(Entries taken from a collection)
---

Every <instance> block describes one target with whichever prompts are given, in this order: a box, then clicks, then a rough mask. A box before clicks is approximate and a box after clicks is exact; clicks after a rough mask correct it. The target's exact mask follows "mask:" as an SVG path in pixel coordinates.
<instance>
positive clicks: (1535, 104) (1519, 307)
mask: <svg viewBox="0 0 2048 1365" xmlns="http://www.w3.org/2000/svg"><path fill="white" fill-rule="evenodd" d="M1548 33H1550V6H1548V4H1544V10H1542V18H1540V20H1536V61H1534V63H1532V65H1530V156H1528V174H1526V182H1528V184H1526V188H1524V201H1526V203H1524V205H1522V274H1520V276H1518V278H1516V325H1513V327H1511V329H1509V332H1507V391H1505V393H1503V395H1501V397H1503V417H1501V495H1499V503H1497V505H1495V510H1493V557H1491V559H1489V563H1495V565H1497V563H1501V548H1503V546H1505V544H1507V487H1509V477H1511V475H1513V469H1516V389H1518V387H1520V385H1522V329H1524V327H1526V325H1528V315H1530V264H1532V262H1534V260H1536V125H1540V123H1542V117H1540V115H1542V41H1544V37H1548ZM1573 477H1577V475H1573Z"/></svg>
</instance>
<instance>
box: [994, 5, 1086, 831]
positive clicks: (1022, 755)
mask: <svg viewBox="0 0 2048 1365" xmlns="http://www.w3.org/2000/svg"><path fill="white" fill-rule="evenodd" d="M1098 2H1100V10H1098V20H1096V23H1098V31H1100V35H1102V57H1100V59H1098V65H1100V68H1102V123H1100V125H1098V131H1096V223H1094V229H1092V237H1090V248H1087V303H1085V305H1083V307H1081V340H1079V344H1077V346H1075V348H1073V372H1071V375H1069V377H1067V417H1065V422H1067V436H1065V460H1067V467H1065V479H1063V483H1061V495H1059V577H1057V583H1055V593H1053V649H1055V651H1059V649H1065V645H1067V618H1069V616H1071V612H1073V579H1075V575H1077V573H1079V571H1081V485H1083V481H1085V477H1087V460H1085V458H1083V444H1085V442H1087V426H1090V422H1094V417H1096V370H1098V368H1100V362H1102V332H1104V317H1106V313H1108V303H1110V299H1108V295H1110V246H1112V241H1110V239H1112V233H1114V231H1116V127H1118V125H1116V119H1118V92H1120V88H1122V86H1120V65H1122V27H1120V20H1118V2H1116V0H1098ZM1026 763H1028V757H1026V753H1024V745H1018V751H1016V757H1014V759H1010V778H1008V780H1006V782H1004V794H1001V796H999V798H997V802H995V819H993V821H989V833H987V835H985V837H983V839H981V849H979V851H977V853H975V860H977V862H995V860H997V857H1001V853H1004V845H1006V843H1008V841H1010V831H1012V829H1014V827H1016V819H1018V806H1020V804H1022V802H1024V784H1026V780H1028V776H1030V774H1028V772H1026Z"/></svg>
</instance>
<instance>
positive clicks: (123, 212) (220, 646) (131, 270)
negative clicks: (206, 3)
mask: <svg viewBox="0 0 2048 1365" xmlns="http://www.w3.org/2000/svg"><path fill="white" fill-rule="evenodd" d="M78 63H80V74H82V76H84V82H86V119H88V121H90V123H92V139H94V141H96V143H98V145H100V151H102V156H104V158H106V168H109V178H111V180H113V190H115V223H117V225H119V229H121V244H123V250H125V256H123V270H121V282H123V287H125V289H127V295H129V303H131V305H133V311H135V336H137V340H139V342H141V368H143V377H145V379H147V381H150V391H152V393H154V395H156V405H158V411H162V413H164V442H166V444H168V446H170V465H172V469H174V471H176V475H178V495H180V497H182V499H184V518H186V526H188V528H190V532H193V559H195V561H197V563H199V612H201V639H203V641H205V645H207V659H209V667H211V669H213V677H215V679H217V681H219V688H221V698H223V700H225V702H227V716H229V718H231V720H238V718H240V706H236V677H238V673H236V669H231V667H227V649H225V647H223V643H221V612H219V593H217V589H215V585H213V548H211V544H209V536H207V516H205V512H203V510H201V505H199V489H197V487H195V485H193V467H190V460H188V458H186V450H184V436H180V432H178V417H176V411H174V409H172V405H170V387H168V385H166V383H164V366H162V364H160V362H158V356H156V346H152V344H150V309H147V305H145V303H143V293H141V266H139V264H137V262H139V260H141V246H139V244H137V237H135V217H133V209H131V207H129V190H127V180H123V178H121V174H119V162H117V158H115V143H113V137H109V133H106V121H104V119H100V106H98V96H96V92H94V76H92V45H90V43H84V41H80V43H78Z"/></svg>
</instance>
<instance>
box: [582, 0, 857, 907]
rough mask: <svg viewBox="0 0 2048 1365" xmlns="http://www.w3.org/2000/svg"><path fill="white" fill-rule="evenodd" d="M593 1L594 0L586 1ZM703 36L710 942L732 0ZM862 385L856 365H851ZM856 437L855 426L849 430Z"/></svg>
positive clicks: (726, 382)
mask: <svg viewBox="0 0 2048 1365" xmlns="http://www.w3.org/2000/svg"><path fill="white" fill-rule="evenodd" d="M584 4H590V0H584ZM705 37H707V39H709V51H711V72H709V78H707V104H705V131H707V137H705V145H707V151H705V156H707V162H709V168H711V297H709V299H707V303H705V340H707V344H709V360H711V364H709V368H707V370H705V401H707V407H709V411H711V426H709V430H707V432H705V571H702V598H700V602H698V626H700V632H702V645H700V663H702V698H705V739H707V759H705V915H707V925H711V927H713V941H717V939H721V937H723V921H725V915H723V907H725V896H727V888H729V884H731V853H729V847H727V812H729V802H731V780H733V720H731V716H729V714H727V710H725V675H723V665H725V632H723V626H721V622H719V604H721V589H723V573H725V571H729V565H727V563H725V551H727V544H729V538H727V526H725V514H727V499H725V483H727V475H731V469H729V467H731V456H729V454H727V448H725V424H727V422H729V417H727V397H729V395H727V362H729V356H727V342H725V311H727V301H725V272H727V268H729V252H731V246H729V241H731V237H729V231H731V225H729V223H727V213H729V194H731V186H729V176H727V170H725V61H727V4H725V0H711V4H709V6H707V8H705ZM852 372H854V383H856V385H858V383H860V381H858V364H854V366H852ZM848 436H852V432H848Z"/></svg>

---

Written task: Reproduce the material above verbatim, keeping every line and character unchanged.

Response for this exercise:
Every <instance> block describes one target with whichever prompts are given, in this order: a box, then clicks, then a rough mask. A box before clicks is approximate and a box after clicks is exact; clicks after a rough mask correct it. The target's exact mask follows "mask:" as an SVG path in pixel coordinates.
<instance>
positive clicks: (1535, 104) (1519, 307)
mask: <svg viewBox="0 0 2048 1365" xmlns="http://www.w3.org/2000/svg"><path fill="white" fill-rule="evenodd" d="M1548 33H1550V6H1548V4H1544V10H1542V18H1540V20H1536V61H1534V63H1532V65H1530V156H1528V174H1526V182H1528V184H1526V188H1524V201H1526V203H1524V205H1522V274H1520V276H1518V278H1516V325H1513V327H1511V329H1509V332H1507V391H1505V393H1503V395H1501V397H1503V417H1501V495H1499V503H1497V505H1495V510H1493V557H1491V559H1489V563H1495V565H1497V563H1501V548H1503V546H1505V544H1507V487H1509V477H1511V475H1513V469H1516V389H1518V387H1520V385H1522V329H1524V327H1526V325H1528V315H1530V264H1532V262H1534V260H1536V125H1540V123H1542V117H1540V115H1542V41H1544V37H1548ZM1573 477H1577V475H1573Z"/></svg>
</instance>
<instance>
box: [994, 5, 1086, 831]
positive clicks: (1022, 755)
mask: <svg viewBox="0 0 2048 1365" xmlns="http://www.w3.org/2000/svg"><path fill="white" fill-rule="evenodd" d="M1098 2H1100V10H1098V20H1096V23H1098V31H1100V35H1102V57H1100V59H1098V65H1100V68H1102V123H1100V125H1098V131H1096V223H1094V229H1092V237H1090V248H1087V303H1085V305H1083V307H1081V340H1079V344H1077V346H1075V348H1073V372H1071V375H1069V377H1067V417H1065V422H1067V436H1065V460H1067V467H1065V479H1063V483H1061V495H1059V577H1057V583H1055V593H1053V649H1055V651H1059V649H1065V645H1067V618H1069V616H1071V612H1073V579H1075V575H1077V573H1079V571H1081V485H1083V481H1085V477H1087V460H1085V458H1083V444H1085V442H1087V426H1090V422H1094V417H1096V370H1098V368H1100V362H1102V332H1104V317H1106V313H1108V303H1110V299H1108V295H1110V246H1112V241H1110V239H1112V233H1114V231H1116V127H1118V125H1116V119H1118V92H1120V88H1122V86H1120V65H1122V27H1120V20H1118V2H1116V0H1098ZM1026 763H1028V757H1026V753H1024V745H1018V751H1016V757H1014V759H1010V778H1008V780H1006V782H1004V794H1001V796H999V798H997V802H995V819H993V821H989V833H987V835H985V837H983V839H981V849H979V851H977V853H975V860H977V862H995V860H997V857H1001V853H1004V845H1006V843H1008V841H1010V831H1012V829H1014V827H1016V819H1018V806H1020V804H1022V802H1024V784H1026V780H1028V776H1030V774H1028V772H1026Z"/></svg>
</instance>
<instance>
positive clicks: (123, 212) (220, 646) (131, 270)
negative clicks: (206, 3)
mask: <svg viewBox="0 0 2048 1365" xmlns="http://www.w3.org/2000/svg"><path fill="white" fill-rule="evenodd" d="M78 63H80V74H82V76H84V82H86V119H88V121H90V123H92V139H94V141H96V143H98V145H100V151H102V156H104V158H106V168H109V178H111V180H113V190H115V223H117V225H119V229H121V244H123V250H125V256H123V270H121V282H123V287H125V289H127V295H129V303H131V305H133V311H135V336H137V340H139V342H141V368H143V377H145V379H147V381H150V391H152V393H154V395H156V405H158V411H162V413H164V442H166V444H168V446H170V465H172V469H174V471H176V475H178V495H180V497H182V499H184V518H186V526H188V528H190V532H193V559H195V561H197V563H199V612H201V639H203V641H205V645H207V659H209V667H211V669H213V677H215V679H217V681H219V688H221V698H223V700H225V702H227V716H229V718H231V720H238V718H240V706H236V677H238V673H236V669H231V667H227V649H225V647H223V643H221V612H219V593H217V589H215V585H213V548H211V544H209V536H207V516H205V512H203V510H201V505H199V489H197V487H195V485H193V467H190V460H188V458H186V450H184V436H180V432H178V417H176V411H174V409H172V405H170V387H168V385H166V383H164V366H162V364H160V362H158V356H156V346H152V344H150V309H147V305H145V303H143V293H141V266H139V264H137V262H139V260H141V246H139V244H137V237H135V217H133V209H131V207H129V190H127V180H123V178H121V174H119V162H117V158H115V143H113V137H109V133H106V121H104V119H100V106H98V96H96V92H94V76H92V45H90V43H84V41H80V43H78Z"/></svg>
</instance>
<instance>
box: [582, 0, 857, 907]
rough mask: <svg viewBox="0 0 2048 1365" xmlns="http://www.w3.org/2000/svg"><path fill="white" fill-rule="evenodd" d="M593 1L594 0L586 1ZM703 36L710 942L732 0ZM862 385L856 365H851ZM856 437L855 426L849 430Z"/></svg>
positive clicks: (726, 382)
mask: <svg viewBox="0 0 2048 1365" xmlns="http://www.w3.org/2000/svg"><path fill="white" fill-rule="evenodd" d="M584 4H590V0H584ZM705 37H707V39H709V51H711V72H709V78H707V104H705V131H707V137H705V145H707V151H705V156H707V162H709V168H711V297H709V299H707V303H705V340H707V344H709V360H711V364H709V368H707V370H705V401H707V407H709V411H711V426H709V430H707V432H705V571H702V598H700V602H698V626H700V632H702V645H700V663H702V698H705V739H707V759H705V915H707V925H711V927H713V941H717V939H721V937H723V921H725V915H723V907H725V896H727V888H729V884H731V853H729V847H727V812H729V802H731V780H733V720H731V716H729V714H727V710H725V675H723V665H725V632H723V626H721V622H719V604H721V589H723V573H725V571H729V565H727V563H725V551H727V544H729V538H727V526H725V514H727V499H725V483H727V475H731V469H729V467H731V456H729V454H727V448H725V424H727V422H729V417H727V397H729V395H727V362H729V356H727V342H725V311H727V301H725V272H727V268H729V252H731V246H729V241H731V237H729V231H731V225H729V223H727V213H729V194H731V186H729V176H727V170H725V61H727V4H725V0H711V4H709V6H707V8H705ZM852 372H854V383H856V385H858V383H860V381H858V364H854V366H852ZM848 436H852V432H848Z"/></svg>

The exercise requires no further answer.